> **Collected data**
────────────────────────────────────────

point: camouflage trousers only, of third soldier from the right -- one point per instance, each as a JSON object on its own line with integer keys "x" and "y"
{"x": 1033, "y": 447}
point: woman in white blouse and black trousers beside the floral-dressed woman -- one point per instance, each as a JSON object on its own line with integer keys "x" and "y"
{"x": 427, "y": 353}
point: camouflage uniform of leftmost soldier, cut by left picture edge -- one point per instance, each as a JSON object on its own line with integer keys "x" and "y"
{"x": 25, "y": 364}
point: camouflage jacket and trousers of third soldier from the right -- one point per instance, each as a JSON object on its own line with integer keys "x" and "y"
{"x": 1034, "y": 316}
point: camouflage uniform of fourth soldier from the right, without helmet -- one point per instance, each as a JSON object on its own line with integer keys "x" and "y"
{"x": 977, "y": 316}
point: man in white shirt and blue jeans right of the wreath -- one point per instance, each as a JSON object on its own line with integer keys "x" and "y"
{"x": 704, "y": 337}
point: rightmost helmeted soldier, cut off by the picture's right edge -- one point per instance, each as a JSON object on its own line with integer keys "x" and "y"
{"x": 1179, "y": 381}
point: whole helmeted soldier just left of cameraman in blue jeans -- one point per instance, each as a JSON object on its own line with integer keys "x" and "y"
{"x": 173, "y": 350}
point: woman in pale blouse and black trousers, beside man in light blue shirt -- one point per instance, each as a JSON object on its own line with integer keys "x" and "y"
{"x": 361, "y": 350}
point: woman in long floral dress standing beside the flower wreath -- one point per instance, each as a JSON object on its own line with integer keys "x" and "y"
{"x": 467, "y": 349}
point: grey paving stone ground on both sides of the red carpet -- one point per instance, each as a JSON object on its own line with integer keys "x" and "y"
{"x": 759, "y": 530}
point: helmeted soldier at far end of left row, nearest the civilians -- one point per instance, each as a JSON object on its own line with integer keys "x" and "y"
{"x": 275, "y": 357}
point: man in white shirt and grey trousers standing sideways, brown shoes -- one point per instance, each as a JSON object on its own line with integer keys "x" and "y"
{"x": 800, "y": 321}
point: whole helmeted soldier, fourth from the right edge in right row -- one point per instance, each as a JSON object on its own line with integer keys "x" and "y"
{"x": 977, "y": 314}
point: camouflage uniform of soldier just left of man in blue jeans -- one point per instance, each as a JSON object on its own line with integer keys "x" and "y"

────────────────────────────────────────

> **Problem requirements**
A word-for-word copy of the data is what should be returned.

> **Reply to the exercise**
point: camouflage trousers only, of third soldier from the right -- one point per instance, each as a JSON object on its own line with integer keys "x" and "y"
{"x": 1033, "y": 447}
point: woman in white blouse and black trousers beside the floral-dressed woman -- one point per instance, each as a JSON object on its own line with integer keys "x" and "y"
{"x": 427, "y": 353}
point: camouflage uniform of leftmost soldier, cut by left picture edge -- one point per instance, each as a JSON object on its own line with integer keys "x" and "y"
{"x": 25, "y": 364}
point: camouflage jacket and trousers of third soldier from the right -- one point per instance, each as a JSON object on its own line with integer keys "x" and "y"
{"x": 1034, "y": 316}
point: camouflage uniform of fourth soldier from the right, without helmet -- one point per instance, each as a JSON object on its own line with integer keys "x" and "y"
{"x": 977, "y": 316}
point: man in white shirt and blue jeans right of the wreath -- one point per instance, each as a JSON object on its own line with integer keys "x" and "y"
{"x": 704, "y": 337}
point: rightmost helmeted soldier, cut off by the picture's right edge -- one point per instance, each as a JSON object on its own line with integer keys "x" and "y"
{"x": 1179, "y": 381}
point: whole helmeted soldier just left of cameraman in blue jeans -- one point per instance, each as a JSON object on its own line with integer keys "x" and "y"
{"x": 173, "y": 350}
point: woman in pale blouse and black trousers, beside man in light blue shirt -- one point per instance, each as a JSON object on its own line with integer keys "x" and "y"
{"x": 361, "y": 350}
point: woman in long floral dress standing beside the flower wreath -- one point per instance, each as a JSON object on its own line with integer keys "x" and "y"
{"x": 467, "y": 349}
point: grey paving stone ground on both sides of the red carpet -- one point per instance, each as a JSON object on its own line with integer keys "x" and "y"
{"x": 759, "y": 530}
point: helmeted soldier at far end of left row, nearest the civilians -- one point per instance, each as a JSON object on its own line with integer keys "x" and "y"
{"x": 275, "y": 357}
point: man in white shirt and grey trousers standing sideways, brown shoes -- one point per instance, each as a JSON object on its own line with integer keys "x" and "y"
{"x": 800, "y": 321}
point: whole helmeted soldier, fourth from the right edge in right row -- one point per instance, each as a JSON object on its own line with integer keys "x" and "y"
{"x": 977, "y": 314}
point: camouflage uniform of soldier just left of man in blue jeans -- one point per instance, each as a JSON object on its own line with integer keys "x" and "y"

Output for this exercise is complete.